# SUPPLIED RECORDS
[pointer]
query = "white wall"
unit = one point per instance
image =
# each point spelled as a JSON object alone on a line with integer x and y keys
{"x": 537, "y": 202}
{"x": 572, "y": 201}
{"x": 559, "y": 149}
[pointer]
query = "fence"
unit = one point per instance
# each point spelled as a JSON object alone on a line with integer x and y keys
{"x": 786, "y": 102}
* * *
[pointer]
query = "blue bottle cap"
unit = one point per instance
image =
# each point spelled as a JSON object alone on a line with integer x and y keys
* * *
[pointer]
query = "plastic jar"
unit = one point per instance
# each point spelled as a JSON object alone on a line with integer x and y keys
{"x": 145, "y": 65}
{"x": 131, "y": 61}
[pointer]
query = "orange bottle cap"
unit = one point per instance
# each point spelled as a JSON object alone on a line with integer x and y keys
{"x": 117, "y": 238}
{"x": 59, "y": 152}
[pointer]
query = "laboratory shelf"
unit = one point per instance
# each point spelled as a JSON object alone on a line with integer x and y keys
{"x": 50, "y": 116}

# WHAT NEEDS TO BE DONE
Locate each line in the items above that contains the string "query", and copy every such line in full.

# EXERCISE ANSWER
query = "white wall"
query = "fence"
query = "blue bottle cap"
query = "plastic jar"
query = "orange bottle cap"
query = "laboratory shelf"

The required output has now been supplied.